-- Task objective --
Output every record word for word.

....

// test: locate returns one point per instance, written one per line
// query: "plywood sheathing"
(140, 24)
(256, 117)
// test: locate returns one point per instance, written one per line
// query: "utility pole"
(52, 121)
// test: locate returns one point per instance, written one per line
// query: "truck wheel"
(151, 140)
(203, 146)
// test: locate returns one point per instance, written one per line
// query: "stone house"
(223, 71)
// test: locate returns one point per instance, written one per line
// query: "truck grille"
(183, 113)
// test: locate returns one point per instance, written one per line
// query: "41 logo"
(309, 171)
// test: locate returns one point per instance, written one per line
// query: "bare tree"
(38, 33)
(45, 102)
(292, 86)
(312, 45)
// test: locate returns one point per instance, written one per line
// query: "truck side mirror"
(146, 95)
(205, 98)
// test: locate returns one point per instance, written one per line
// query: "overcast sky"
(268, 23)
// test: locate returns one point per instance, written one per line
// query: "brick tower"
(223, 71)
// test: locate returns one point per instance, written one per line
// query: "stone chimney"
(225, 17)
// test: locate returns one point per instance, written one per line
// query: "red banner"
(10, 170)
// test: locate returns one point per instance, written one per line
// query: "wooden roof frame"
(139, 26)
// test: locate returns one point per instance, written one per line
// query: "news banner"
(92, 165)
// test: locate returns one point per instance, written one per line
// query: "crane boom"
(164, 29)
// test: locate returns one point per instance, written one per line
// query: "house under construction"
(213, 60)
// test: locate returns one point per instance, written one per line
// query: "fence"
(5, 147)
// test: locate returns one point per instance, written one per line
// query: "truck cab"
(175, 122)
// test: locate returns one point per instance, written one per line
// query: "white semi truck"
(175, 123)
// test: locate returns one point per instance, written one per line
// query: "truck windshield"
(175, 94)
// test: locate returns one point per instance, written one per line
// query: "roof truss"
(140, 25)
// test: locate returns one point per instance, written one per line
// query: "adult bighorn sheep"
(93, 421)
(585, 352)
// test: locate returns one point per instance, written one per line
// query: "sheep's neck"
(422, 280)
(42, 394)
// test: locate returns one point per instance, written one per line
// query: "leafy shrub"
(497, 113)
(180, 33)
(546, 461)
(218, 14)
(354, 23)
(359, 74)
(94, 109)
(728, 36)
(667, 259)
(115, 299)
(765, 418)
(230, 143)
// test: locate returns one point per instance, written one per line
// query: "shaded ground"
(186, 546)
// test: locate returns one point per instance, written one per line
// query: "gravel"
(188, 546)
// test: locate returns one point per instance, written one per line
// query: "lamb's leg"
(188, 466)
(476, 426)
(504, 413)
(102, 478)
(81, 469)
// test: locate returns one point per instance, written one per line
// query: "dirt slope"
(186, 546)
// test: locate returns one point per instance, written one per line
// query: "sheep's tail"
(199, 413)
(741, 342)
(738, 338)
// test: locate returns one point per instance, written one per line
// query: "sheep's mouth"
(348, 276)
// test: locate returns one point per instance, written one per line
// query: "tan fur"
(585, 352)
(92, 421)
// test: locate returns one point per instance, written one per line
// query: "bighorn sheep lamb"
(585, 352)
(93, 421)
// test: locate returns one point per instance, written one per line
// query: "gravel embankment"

....

-- Response --
// test: locate returns one point per instance, written one per line
// query: "plywood sheathing"
(140, 24)
(256, 117)
// test: locate returns one point per instance, written one per line
// query: "utility pole"
(52, 121)
// test: locate returns one point per instance, written one per line
// query: "truck wheel"
(151, 140)
(203, 146)
// test: locate returns one point per instance, written one per line
// query: "stone house"
(223, 71)
// test: locate returns one point per instance, written one per line
// query: "truck grille"
(183, 113)
// test: locate returns one point per instance, written one per line
// query: "41 logo"
(309, 171)
// test: locate returns one point per instance, written one per line
// query: "bare tree"
(38, 33)
(45, 102)
(292, 86)
(312, 45)
// test: locate returns one point per instance, written one per line
// query: "truck side mirror"
(146, 95)
(205, 98)
// test: locate returns one point per instance, written one per line
// query: "overcast sky"
(268, 23)
// test: locate returns one point per instance, written one per line
// query: "brick tower"
(223, 71)
// test: locate returns one point per instance, written one per line
// query: "stone chimney"
(225, 17)
// test: locate returns one point per instance, written one per line
// query: "red banner"
(10, 170)
// test: locate returns one point per instance, written one per line
// query: "wooden roof frame"
(139, 26)
// test: locate returns one point per instance, written one per line
// query: "news banner"
(92, 165)
// test: locate returns one point per instance, written one per line
// query: "crane boom"
(164, 29)
// test: locate returns one point per instance, written one per line
// query: "house under construction"
(213, 60)
// test: locate returns one point per instance, written one per line
// query: "fence"
(5, 147)
// test: locate returns one point per instance, written one per line
// query: "truck cab"
(175, 122)
// test: locate returns one point per instance, written one per line
// query: "white semi truck"
(175, 123)
// test: locate returns one point per instance, written one per line
// query: "truck windshield"
(175, 94)
// test: locate returns one point per instance, written one per line
// query: "roof truss"
(140, 25)
// test: locate returns one point per instance, written one per line
// query: "adult bighorn sheep"
(93, 421)
(585, 352)
// test: locate returns one point per instance, written one per line
// query: "sheep's neck"
(422, 280)
(42, 394)
// test: locate returns one point per instance, written one per line
// query: "leafy shrub"
(497, 113)
(180, 33)
(546, 461)
(218, 14)
(354, 23)
(359, 74)
(94, 109)
(728, 36)
(667, 259)
(115, 299)
(765, 418)
(230, 143)
// test: locate returns one point per instance, written one per line
// query: "shaded ground"
(186, 546)
// test: locate returns one point per instance, written one per line
// query: "gravel"
(188, 546)
// test: locate returns one point per instance, written one per line
// query: "lamb's leg"
(188, 466)
(476, 426)
(504, 413)
(102, 478)
(81, 469)
// test: locate returns one point per instance, written one per line
// query: "dirt slope"
(186, 546)
// test: locate returns one point per instance, written one per line
// query: "sheep's tail"
(199, 413)
(741, 342)
(738, 338)
// test: locate returns one point per instance, written one per line
// query: "sheep's mouth"
(348, 276)
// test: locate returns one point per instance, written one per line
// query: "tan fur"
(585, 352)
(92, 421)
// test: locate returns one point per instance, written one per line
// query: "bighorn sheep lamb"
(585, 352)
(93, 421)
// test: locate returns one point per instance, written one per line
// query: "gravel embankment"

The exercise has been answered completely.